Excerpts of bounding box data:

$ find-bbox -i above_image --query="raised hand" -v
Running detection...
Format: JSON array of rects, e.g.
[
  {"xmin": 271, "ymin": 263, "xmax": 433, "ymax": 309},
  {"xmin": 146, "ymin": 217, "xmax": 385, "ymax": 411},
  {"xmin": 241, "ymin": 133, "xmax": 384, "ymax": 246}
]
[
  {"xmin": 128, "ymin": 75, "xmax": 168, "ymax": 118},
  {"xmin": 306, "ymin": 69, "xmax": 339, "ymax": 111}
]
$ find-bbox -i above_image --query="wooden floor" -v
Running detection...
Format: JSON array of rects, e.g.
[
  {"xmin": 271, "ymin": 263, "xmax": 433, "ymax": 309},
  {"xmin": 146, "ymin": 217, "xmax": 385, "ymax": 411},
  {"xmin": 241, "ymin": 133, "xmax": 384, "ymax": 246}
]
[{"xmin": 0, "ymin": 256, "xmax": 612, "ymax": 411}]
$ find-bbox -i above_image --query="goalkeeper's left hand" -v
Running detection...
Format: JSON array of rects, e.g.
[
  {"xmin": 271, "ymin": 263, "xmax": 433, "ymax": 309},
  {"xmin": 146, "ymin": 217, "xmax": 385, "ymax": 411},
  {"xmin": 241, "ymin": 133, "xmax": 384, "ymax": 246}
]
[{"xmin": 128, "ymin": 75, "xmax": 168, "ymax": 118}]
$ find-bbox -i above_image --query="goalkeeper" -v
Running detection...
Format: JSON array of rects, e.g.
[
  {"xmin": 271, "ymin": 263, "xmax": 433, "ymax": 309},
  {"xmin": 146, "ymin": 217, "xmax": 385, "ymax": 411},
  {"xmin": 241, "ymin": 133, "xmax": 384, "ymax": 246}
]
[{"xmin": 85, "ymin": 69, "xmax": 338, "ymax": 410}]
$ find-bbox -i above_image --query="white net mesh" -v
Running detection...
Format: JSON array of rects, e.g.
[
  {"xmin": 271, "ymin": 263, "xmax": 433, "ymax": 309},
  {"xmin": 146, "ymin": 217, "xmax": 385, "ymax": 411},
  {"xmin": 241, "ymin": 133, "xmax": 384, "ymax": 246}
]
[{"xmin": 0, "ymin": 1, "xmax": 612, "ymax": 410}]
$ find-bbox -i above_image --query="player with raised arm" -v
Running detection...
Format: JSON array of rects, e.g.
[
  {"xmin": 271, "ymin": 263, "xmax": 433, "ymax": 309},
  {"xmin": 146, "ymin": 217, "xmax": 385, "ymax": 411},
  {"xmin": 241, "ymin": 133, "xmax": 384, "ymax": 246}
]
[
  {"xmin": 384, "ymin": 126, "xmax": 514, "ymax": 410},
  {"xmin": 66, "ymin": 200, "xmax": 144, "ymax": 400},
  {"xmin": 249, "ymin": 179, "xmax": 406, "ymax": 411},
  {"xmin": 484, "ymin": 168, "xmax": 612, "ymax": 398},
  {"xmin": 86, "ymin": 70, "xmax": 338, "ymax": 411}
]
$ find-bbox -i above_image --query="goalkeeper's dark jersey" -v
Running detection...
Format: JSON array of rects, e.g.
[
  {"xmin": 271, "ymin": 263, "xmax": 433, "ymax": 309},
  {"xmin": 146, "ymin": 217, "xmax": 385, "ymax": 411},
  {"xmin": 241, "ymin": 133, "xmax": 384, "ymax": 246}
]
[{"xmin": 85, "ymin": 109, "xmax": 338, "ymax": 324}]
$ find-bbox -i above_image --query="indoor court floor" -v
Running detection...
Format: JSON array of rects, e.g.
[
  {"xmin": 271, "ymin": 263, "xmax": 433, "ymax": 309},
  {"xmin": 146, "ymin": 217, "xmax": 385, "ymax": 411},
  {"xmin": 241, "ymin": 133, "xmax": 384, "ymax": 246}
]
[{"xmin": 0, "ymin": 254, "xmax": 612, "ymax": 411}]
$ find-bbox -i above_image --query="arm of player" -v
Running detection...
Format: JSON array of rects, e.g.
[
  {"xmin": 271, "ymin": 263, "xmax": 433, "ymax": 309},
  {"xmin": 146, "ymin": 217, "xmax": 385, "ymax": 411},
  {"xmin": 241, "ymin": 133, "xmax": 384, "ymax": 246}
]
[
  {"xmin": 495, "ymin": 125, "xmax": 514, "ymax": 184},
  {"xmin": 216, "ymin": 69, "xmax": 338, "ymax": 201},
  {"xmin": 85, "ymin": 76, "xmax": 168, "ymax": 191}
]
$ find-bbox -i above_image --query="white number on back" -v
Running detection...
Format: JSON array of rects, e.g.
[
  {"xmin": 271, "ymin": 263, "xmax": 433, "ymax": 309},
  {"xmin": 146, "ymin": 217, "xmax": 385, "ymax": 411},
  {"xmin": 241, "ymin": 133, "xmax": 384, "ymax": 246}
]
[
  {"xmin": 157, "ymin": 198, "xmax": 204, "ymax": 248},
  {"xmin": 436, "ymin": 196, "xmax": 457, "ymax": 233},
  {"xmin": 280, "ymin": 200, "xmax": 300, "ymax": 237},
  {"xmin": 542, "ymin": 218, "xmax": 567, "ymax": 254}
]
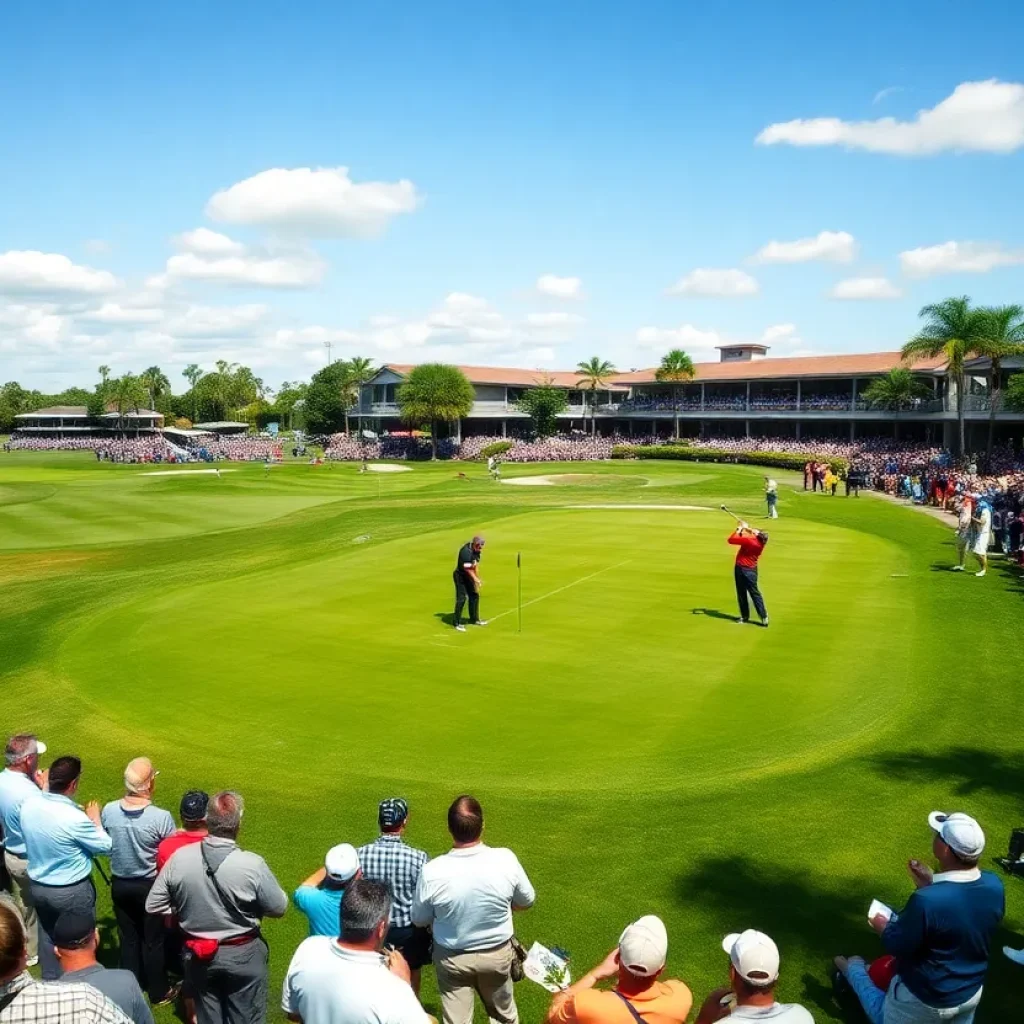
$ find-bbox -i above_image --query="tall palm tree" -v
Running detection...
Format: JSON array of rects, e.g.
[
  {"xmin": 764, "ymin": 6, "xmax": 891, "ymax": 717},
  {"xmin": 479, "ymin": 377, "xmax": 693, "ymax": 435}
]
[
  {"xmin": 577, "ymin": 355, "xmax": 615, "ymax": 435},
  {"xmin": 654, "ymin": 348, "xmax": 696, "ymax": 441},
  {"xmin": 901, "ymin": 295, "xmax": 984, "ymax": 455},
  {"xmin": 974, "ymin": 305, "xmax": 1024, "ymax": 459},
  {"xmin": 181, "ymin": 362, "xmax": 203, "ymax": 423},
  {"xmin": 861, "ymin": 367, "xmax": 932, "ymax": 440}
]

--

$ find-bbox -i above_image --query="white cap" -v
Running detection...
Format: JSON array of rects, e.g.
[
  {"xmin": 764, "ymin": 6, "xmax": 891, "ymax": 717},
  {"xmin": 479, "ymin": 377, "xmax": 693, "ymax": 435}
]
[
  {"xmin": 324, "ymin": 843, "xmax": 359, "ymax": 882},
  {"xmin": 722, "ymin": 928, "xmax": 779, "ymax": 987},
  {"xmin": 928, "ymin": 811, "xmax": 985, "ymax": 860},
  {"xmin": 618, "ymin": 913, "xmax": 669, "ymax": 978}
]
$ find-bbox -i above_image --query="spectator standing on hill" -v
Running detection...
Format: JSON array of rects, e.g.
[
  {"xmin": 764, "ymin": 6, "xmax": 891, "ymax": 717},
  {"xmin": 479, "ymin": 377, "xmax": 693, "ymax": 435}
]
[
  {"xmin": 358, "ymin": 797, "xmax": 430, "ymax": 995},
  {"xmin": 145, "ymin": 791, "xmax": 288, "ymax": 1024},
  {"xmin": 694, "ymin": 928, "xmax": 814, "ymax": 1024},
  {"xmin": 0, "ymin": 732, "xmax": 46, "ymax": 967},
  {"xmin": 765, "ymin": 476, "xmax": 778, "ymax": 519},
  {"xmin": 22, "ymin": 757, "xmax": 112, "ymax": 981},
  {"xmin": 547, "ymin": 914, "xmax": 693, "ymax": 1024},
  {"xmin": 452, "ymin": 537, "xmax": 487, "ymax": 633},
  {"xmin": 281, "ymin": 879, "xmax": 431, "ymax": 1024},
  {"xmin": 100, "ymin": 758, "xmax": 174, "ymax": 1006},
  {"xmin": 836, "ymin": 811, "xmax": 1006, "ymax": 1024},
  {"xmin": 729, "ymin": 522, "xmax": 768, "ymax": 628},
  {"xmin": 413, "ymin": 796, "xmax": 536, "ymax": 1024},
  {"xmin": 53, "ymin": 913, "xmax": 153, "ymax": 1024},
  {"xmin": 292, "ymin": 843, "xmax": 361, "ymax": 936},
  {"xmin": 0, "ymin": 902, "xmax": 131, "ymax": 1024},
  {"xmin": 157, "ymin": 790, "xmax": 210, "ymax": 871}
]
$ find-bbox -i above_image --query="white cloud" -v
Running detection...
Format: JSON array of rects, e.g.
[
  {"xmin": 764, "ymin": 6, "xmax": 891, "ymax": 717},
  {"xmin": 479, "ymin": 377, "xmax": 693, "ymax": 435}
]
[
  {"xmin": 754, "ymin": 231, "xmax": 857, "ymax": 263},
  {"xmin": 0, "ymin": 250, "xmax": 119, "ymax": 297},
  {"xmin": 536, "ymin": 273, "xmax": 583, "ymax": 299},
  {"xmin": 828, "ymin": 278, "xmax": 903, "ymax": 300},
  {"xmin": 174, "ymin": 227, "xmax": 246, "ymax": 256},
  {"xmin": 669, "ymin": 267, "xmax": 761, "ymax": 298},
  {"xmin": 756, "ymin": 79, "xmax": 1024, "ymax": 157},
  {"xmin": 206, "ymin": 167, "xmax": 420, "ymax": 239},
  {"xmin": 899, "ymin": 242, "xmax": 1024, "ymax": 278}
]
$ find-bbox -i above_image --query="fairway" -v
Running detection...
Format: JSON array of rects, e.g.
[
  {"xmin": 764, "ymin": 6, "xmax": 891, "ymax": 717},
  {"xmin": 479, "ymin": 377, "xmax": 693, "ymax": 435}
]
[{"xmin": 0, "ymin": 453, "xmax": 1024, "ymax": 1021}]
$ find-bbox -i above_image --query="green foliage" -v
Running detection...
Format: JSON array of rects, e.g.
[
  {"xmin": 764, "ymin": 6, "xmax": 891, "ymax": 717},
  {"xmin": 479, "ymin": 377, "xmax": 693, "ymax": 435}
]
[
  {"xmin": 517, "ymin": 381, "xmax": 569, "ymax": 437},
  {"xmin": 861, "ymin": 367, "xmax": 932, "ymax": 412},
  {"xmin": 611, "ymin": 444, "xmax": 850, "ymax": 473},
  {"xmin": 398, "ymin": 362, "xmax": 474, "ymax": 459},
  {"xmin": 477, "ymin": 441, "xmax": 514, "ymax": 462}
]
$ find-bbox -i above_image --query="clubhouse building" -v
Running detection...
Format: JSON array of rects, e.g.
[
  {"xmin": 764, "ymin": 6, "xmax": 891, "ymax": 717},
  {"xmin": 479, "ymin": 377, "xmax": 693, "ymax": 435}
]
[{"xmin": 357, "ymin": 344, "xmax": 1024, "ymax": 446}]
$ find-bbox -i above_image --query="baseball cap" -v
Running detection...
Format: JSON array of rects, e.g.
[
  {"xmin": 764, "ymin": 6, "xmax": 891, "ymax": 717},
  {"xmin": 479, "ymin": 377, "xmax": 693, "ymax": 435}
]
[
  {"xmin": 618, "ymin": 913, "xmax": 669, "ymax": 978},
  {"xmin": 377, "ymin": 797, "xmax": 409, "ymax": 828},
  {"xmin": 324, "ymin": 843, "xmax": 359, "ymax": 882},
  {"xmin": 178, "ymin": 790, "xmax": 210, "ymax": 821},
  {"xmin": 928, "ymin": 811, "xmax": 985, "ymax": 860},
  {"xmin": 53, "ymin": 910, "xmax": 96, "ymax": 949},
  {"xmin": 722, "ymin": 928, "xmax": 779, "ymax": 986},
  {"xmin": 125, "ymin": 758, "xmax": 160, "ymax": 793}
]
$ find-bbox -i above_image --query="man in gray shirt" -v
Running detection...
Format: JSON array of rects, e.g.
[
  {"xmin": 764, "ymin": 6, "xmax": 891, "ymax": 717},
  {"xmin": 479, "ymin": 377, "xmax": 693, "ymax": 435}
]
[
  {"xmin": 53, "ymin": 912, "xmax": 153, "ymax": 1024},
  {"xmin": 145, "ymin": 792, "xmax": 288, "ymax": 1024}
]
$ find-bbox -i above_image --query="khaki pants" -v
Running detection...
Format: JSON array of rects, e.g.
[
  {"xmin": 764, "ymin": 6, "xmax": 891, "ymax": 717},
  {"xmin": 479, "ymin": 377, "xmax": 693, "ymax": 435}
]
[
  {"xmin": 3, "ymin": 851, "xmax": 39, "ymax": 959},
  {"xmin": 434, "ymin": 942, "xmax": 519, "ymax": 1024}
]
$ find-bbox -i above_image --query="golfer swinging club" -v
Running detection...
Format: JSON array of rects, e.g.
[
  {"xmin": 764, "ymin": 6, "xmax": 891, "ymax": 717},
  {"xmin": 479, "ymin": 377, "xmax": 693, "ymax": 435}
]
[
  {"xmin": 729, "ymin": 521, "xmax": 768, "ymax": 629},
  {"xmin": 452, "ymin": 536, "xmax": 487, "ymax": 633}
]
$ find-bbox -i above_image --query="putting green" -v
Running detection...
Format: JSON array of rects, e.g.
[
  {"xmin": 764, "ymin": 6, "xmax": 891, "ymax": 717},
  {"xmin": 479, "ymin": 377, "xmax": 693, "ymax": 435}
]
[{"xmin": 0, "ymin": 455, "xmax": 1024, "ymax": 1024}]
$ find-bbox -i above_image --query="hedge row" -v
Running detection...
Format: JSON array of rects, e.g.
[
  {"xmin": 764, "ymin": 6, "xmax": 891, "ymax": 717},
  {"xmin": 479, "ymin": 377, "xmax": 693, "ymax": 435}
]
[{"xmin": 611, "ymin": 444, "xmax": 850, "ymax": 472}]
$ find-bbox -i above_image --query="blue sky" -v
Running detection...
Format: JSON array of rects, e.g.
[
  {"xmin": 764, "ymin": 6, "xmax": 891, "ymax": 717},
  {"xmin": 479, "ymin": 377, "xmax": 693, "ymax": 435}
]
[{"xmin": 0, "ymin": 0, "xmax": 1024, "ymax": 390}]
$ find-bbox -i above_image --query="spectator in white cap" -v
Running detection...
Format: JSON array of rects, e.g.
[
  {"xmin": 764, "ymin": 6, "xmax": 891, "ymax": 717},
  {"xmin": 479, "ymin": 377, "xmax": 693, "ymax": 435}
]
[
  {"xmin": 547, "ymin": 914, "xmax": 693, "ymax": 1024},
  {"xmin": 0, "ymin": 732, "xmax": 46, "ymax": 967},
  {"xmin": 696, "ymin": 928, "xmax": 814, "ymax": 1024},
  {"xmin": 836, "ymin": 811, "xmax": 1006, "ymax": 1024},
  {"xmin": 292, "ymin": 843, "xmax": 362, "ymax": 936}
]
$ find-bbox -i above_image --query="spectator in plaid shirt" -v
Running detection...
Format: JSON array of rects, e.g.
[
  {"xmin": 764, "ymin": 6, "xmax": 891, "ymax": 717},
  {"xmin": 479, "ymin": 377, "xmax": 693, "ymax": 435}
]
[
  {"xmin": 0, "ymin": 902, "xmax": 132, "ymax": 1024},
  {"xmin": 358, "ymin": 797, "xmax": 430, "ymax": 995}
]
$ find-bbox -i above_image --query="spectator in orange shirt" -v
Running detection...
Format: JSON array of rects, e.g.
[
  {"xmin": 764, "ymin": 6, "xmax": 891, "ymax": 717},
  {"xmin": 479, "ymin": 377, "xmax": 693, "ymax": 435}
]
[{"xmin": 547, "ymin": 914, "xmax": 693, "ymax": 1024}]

# TASK DETAILS
Pull out every line of the records above that contains the word "floor".

# SOLUTION TO THIS EXERCISE
$ find-bbox -i above_image --query="wooden floor" -v
$ find-bbox -i above_image --query="indoor court floor" -v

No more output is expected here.